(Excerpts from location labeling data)
····················

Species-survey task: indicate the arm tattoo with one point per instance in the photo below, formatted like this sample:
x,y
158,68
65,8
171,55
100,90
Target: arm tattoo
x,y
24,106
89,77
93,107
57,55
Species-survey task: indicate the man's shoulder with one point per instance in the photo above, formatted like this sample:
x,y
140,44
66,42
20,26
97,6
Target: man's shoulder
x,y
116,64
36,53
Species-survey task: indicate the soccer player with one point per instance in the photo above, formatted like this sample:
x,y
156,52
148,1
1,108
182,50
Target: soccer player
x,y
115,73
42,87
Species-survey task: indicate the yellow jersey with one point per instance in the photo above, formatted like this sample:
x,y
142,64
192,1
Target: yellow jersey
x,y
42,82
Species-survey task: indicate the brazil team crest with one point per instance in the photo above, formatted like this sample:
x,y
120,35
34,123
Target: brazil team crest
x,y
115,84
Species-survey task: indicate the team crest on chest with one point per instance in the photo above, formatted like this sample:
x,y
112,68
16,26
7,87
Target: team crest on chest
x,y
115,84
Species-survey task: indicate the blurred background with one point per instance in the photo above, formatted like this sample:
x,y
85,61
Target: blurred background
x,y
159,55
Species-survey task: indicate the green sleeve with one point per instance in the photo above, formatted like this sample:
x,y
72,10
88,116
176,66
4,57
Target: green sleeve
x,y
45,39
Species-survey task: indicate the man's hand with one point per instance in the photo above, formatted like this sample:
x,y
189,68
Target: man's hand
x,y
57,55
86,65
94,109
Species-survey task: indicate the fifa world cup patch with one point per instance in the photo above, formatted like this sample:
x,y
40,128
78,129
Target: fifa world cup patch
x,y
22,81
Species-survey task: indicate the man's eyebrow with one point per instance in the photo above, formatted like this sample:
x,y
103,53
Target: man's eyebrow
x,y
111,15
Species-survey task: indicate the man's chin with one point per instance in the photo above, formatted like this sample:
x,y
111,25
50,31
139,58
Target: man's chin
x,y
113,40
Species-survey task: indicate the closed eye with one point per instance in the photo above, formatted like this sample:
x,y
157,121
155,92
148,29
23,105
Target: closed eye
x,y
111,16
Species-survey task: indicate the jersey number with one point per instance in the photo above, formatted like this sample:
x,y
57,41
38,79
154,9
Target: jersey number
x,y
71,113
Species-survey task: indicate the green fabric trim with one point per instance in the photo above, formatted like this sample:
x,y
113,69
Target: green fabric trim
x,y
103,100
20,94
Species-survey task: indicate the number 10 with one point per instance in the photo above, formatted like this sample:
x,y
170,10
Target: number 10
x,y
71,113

····················

Reproduce every line of the data above verbatim.

Species-survey task: indicate the arm tattoo with one point per instance in the photo below, formatted like this sample:
x,y
158,68
65,8
171,55
100,90
Target: arm tattoo
x,y
24,106
89,77
93,107
57,55
Species-survey task: indicate the man's shoulder with one point per instance in the photo above, formatted like this sample:
x,y
140,44
66,42
20,26
97,6
Target: man's shoulder
x,y
116,64
36,53
Species-survey task: indicate the soccer player with one point per instance in the photo above, formatted like this sample:
x,y
156,52
148,1
1,108
182,50
Target: soccer player
x,y
115,73
42,87
Species-survey task: indicate the yellow jersey with one point per instance in the photo above, formatted like this sample:
x,y
142,64
192,1
Target: yellow jersey
x,y
42,82
Species-survey task: indicate the brazil team crest with one point per instance in the photo above, formatted like this sample:
x,y
120,35
34,123
Target: brazil team crest
x,y
115,84
Species-survey task: indicate the team crest on chest with one point per instance in the photo above, formatted like this sample:
x,y
112,68
16,26
7,87
Target: team crest on chest
x,y
115,84
Species-survey task: indicate the blurred background with one point per instance in the photo above, formatted like this sample:
x,y
85,61
Target: blurred background
x,y
159,55
Species-survey task: indicate the green sleeve with one point per instance in the photo above, formatted like this sample:
x,y
72,10
88,116
176,66
4,57
Target: green sleeve
x,y
45,39
Species-survey task: indicate the man's hand with one point per instance in the photo above, formatted like this sample:
x,y
189,68
Target: man's hand
x,y
57,55
86,65
94,109
Species-survey task: indicate the fifa world cup patch with one point per instance in the photo above, formatted like this sample:
x,y
40,128
78,129
Target: fifa world cup patch
x,y
22,81
Species-survey task: indicate the man's eyebrow with one point per instance in the photo above, formatted like this sample:
x,y
103,53
Target: man's eyebrow
x,y
111,15
Species-survey task: indicate the man's chin with one point per instance in the photo above, formatted like this sample:
x,y
111,25
50,31
139,58
Target: man's chin
x,y
113,40
Species-survey task: indicate the closed eye with one point per instance in the photo above, formatted like this sample:
x,y
157,121
155,92
148,29
23,105
Target: closed eye
x,y
111,16
Species-survey task: indicate the jersey number with one point per instance in the photo above, formatted like this sample:
x,y
57,41
38,79
154,9
Target: jersey number
x,y
71,113
Species-survey task: indicate the green fabric trim with one point per instance in the photo above, formatted like this sample:
x,y
113,69
Target: green fabric trim
x,y
103,100
20,94
Species-survey task: indicate the number 10 with one point per instance in the photo above, formatted like this sample:
x,y
170,10
Target: number 10
x,y
71,113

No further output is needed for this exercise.